● YOUR ASSIGNMENT
Carry on the article below about Kelly Sanders being named Farmington's 2012-2013 Teacher of the Year, starting right after its final sentence.

● TEXT
====
During the faculty convocation held at Farmington High Wednesday, Superintendent Kathleen Greider introduced Kelly Sanders, literacy specialist at West District School, as the 2012-2013 Teacher of the Year for Farmington Public Schools.
She is also a semi-finalist for Connecticut Teacher of the Year.
“I’m thrilled and while this is a great honor, I feel I should share it,” Sanders said in a phone interview. “When I stood up at the convocation, there were so many on my side. So many mentors and colleagues have helped me along the way.”
A member of the Farmington faculty since 1989, Sanders initially taught kindergarten at West District, then first grade and Reading Recovery at Union School before returning to West District 11 years ago. She has also served as a workshop presenter at professional development activities for the school district, and since 2008, has been the program leader for the Summer Learning Academy in Farmington.
As a literacy specialist, she works with students who need extra support in reading and writing, spelling and vocabulary.
“I also work alongside teachers in the classroom; we call it coaching,” Sanders said. “We see what works and problem solve together. Teaching is like the ultimate team sport. It’s a collective effort and as teachers we need to fling the doors open and share our resources. That’s how we improve.”
Each school has its own literacy specialist and they work together across town to align their practices.
When it comes to students, Sanders believes that all students can achieve high levels.
“My job is to figure out how each child can succeed,” she said. “Everyone learns differently and it’s up to the teacher to crack the code. There’s intrigue in unlocking it.”
Greider stated in a press release that Sanders’ high expectations are evident in the countless hours she dedicates to analyzing student data with colleagues, developing personalized interventions for our neediest learners, and implementing instructional best practices to ensure that all students achieve academic and personal excellence.”
Sanders said she leaves no stone unturned and has been compared to “a bulldog on a pant leg – and that’s how she was described in a recommendation letter written by her principal, Sharon Lowery.
“Kelly is the gold standard for excellence in teaching,” Lowery said. “Whether working with students or peers, Kelly is the happiest when helping others to learn.”
Sanders was instrumental in developing a district-wide model of assessment-driven intervention with an emphasis on early intervention strategies in literacy, Greider said.
====
● SUPPLIED DATA

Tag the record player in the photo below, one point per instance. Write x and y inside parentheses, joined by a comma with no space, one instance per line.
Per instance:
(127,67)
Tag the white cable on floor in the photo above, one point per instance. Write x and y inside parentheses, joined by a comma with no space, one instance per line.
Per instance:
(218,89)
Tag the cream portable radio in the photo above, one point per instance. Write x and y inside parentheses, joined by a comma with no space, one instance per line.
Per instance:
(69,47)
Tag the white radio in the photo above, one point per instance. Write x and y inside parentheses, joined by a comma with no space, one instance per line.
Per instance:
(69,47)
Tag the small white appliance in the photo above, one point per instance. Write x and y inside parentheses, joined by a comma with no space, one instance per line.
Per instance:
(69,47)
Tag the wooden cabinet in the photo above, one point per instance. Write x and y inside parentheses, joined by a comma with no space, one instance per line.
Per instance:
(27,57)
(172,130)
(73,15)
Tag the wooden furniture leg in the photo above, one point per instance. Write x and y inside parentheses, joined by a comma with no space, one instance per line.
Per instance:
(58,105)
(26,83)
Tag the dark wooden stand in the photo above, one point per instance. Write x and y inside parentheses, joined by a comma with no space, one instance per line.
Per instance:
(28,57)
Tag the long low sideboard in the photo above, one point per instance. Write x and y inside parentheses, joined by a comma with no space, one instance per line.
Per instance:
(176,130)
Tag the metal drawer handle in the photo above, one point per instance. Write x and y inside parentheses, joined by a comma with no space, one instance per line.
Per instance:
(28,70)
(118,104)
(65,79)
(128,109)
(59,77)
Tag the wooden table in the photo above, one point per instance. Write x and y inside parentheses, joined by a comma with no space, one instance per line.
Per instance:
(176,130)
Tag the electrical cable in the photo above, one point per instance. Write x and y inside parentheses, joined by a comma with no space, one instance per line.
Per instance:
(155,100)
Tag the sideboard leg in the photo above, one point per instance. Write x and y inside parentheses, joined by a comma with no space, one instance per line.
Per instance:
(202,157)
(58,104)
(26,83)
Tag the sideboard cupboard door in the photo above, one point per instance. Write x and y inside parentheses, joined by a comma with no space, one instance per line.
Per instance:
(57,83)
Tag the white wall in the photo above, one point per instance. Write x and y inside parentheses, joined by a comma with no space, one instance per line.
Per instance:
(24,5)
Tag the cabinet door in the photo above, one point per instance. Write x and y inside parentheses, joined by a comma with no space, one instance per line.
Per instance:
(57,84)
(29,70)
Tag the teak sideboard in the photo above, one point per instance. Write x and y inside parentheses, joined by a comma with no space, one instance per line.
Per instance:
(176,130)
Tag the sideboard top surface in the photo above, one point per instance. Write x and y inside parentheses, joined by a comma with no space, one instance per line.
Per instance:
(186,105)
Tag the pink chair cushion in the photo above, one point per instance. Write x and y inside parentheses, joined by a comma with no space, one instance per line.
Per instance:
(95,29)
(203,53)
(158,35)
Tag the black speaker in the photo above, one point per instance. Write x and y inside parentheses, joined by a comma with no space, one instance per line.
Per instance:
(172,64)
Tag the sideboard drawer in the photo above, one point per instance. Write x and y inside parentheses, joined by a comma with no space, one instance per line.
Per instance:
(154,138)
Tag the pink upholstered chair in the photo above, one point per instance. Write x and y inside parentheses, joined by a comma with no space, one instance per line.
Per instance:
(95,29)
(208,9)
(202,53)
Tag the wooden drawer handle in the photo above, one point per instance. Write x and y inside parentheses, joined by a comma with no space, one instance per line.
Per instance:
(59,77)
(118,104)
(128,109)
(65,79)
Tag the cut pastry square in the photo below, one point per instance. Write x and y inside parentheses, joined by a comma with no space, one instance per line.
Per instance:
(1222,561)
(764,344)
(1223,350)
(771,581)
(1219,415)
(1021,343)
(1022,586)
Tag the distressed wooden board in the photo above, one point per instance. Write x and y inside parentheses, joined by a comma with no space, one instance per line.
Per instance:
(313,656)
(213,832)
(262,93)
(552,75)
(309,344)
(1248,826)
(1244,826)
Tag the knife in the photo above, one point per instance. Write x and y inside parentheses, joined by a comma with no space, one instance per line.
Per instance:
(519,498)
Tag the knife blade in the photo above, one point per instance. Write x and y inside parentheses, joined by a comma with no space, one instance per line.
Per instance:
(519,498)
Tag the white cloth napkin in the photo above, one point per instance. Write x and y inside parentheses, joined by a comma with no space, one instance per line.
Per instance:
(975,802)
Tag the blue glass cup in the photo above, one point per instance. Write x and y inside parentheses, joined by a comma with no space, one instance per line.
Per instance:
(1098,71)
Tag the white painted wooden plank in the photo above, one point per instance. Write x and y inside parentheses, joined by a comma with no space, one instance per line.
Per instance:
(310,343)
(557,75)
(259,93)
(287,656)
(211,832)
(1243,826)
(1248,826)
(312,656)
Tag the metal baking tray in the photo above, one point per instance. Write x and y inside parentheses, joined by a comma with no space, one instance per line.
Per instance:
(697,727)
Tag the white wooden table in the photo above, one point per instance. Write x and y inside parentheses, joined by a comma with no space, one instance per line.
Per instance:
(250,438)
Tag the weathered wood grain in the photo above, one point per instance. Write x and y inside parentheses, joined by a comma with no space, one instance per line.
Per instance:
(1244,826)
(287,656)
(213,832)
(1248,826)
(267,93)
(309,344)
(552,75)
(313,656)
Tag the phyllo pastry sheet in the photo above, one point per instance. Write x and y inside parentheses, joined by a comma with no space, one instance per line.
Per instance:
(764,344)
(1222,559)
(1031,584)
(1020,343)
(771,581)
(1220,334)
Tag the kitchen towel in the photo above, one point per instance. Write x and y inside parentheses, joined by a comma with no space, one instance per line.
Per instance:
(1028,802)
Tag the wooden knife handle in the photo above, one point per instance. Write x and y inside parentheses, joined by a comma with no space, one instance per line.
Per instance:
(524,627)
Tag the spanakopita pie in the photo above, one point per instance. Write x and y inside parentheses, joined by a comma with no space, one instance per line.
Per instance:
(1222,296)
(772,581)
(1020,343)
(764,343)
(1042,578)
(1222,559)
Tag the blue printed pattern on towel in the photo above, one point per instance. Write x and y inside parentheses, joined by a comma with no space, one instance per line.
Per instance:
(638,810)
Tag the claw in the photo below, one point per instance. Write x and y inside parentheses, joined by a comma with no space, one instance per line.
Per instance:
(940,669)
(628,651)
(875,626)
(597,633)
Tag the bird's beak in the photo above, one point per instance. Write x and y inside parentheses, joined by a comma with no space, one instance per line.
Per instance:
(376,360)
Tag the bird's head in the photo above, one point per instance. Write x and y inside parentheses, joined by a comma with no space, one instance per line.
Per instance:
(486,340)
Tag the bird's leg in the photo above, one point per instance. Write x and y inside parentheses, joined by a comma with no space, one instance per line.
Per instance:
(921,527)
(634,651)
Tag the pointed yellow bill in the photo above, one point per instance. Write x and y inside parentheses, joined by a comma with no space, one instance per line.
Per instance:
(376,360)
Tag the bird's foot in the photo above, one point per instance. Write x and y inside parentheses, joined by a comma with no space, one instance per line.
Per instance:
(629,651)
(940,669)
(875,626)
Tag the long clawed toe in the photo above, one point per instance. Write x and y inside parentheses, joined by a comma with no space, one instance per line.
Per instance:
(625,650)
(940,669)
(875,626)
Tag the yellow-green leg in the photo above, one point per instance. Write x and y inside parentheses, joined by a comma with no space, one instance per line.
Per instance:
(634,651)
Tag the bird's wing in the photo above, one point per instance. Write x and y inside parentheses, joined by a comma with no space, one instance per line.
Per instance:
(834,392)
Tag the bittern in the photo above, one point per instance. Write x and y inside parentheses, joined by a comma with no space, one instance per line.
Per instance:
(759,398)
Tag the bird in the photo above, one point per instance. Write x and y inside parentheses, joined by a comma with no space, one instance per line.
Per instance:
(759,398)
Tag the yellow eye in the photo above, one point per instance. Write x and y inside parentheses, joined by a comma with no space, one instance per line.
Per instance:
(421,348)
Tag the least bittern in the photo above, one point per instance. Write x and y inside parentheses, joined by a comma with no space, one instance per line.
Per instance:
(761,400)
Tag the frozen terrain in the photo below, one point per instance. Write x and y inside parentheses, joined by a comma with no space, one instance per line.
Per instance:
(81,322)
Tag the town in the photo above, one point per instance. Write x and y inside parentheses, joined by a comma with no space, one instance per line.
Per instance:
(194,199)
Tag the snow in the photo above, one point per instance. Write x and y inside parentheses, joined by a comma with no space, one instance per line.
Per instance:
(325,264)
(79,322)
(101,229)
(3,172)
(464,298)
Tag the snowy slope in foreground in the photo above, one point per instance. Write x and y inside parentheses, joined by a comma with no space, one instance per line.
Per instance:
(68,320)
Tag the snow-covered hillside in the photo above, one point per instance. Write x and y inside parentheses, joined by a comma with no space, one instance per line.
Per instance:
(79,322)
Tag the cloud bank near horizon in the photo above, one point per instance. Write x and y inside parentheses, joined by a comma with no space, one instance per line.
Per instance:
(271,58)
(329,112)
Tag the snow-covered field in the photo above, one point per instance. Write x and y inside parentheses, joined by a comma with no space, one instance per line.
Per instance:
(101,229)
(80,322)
====
● ANSWER SPACE
“Her guiding belief is that effort equals achievement and this belief is the foundation of the work she does with students and peers,” the superintendent said. “As a result, she has changed the course of a significant number of young children’s lives by relentlessly diagnosing and discovering the right next step in instruction to build confidence and skill in her students.”
It’s all a labor of love, Sanders said.
“I can’t wait to get to work in the morning,” she said. “There’s something special to do each day.
Sanders said she credits the Farmington school system for its educational vision, which is very clear from the top.
“The longevity in leadership has allowed teachers to hone their craft, to get more done,” she said. “That’s the magical thing about Farmington.”
Ironically, although she came from a long line of teachers, Sanders didn’t think she wanted to be one herself. Five years after graduating from college, however, she found her calling.
Sanders, who grew up in Amherst, Massachusetts, is a published author. With Tracy Kane she co-wrote a children’s mystery novel entitled “Forest Secrets.” She also shares her love of writing with Farmington’s students, traveling to other schools for author visits and encouraging all children to believe in themselves as real writers.
“Becoming an author was a great thing for helping me teach writing,” Sanders said. “Writing the book was such a process.”
Sanders served as an adjunct professor at Saint Joseph College for one year in the 1990s, and won the 2012 Karen L. Parizeau Memorial Scholarship from NEAG School of Education.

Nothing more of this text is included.